## What needs to be done
Select every line below that contains the string "grasshopper" and copy each one out. Case counts.

## Dataset rows
╭──
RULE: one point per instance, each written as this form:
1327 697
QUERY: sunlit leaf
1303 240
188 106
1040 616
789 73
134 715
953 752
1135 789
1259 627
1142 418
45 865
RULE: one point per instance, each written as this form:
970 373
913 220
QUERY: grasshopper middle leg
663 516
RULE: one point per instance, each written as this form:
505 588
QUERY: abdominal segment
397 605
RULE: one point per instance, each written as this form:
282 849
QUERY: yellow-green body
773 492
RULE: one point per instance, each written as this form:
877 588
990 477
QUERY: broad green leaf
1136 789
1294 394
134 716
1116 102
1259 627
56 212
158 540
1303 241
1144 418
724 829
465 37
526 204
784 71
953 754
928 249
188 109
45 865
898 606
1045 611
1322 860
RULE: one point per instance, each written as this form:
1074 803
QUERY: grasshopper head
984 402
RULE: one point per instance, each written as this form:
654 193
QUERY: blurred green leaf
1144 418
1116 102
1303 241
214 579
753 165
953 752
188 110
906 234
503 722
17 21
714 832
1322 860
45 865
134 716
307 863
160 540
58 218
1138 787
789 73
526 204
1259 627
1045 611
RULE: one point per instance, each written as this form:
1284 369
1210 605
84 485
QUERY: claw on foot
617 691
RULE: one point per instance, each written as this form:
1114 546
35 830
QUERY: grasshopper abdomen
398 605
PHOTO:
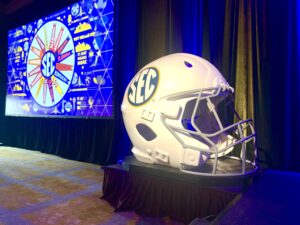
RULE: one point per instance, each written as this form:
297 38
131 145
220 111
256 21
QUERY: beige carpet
41 189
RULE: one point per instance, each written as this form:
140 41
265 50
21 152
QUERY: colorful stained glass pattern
62 64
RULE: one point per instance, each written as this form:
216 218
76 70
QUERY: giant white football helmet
174 110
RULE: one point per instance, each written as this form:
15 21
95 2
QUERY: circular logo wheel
50 63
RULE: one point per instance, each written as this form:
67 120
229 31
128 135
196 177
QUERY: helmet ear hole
146 132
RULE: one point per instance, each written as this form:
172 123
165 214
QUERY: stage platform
155 190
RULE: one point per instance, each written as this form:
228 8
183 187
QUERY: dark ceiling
5 1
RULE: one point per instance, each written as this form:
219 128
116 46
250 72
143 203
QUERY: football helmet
176 113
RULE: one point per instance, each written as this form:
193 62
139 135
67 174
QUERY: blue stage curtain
126 25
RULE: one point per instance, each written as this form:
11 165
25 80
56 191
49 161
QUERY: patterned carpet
41 189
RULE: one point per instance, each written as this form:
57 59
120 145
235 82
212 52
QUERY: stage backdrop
255 44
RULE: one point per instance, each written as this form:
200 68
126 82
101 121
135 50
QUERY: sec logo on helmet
143 86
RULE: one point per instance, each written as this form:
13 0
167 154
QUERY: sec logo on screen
143 86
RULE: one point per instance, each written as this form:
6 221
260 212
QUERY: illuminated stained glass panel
62 64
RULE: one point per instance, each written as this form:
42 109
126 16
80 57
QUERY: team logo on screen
50 64
143 86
╰──
## Solved problem
QUERY: grasshopper middle leg
QUERY: grasshopper head
QUERY: grasshopper abdomen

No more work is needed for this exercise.